Repeat the full listing, word for word.

Extracted information —

──────

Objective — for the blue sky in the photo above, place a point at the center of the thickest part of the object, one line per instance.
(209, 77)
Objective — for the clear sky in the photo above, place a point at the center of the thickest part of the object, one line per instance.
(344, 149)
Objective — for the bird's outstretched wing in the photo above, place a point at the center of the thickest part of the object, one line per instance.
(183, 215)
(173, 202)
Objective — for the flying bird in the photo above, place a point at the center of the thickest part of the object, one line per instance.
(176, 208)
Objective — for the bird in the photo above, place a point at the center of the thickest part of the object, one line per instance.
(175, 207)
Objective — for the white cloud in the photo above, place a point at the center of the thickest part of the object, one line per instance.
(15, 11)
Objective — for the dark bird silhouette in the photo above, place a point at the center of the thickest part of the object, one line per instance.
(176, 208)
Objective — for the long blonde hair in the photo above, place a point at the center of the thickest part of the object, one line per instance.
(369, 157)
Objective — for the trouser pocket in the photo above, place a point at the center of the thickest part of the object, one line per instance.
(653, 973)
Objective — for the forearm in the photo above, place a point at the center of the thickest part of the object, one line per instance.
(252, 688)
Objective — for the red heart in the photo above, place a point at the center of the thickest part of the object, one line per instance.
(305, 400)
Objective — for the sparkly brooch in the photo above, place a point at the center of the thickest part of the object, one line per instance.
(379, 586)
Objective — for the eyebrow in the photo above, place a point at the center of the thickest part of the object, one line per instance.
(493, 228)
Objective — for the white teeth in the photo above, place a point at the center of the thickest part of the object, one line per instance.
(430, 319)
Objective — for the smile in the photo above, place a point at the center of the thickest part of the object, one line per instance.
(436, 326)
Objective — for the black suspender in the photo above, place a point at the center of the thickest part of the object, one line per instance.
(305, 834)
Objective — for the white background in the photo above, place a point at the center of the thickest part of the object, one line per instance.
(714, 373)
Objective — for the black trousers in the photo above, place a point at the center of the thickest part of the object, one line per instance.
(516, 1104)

──────

Answer in full —
Objective — for the blue sky in the photo above, place a point at the center of the thickest part of the object, one line per instance.
(209, 77)
Objective — for the clear sky in the photo above, place a point at the center of the thickest part of the object, one line per instance.
(344, 149)
Objective — for the bird's outstretched wing in the photo above, place a point at the center of the thickest part of the object, one line per instance.
(183, 215)
(173, 202)
Objective — for the flying bird in the photo above, place a point at the center of the thickest part of the object, one line per instance.
(176, 208)
Objective — for the bird in the photo above, place a point at the center of the thickest part of the object, one line per instance.
(175, 207)
Objective — for the white cloud in the photo above, place a point at the center of the thickest part of the object, one line per instance.
(15, 11)
Objective — for the dark bird silhouette in the photo above, place a point at the center of the thickest part of the object, one line per instance.
(176, 208)
Objective — for the long blonde hair in the photo above, place a point at the center of the thickest part of the object, one line per instance.
(369, 157)
Objective — for the trouser pocket in the photo above, place a point at the center of the thickest part of the object, one line per instance.
(653, 973)
Objective — for the forearm in the photo above, place a point at the center of the thickest part of the object, one line per instance.
(252, 688)
Objective — for the red heart in the photo above, place a point at the center of the thickest part of the object, one line per instance.
(305, 400)
Objective — for the sparkly brooch in the photo above, place a point at the center of the thickest part of the object, one line per instance.
(379, 586)
Objective — for the eyebrow in the photo above, place a point at the center of the thickest part of the object, one line per instance.
(493, 228)
Objective — for the white teeth in the photo above, place a point at the center of the thickest part of the object, one line per instance.
(430, 319)
Objective — for the smile in the photo above, place a point at the center of the thickest part of the object, one line per instance.
(436, 326)
Objective — for the black suspender in the photo above, place a point at the center of the thickest part of the object, one line per instance.
(305, 834)
Objective — for the white background in the photo above, place a point at the center of the thickest part of the object, one line per instance.
(714, 373)
Objective — for the black trousers in the photo above, place a point at the center of the thickest part of the object, one line per instance.
(516, 1104)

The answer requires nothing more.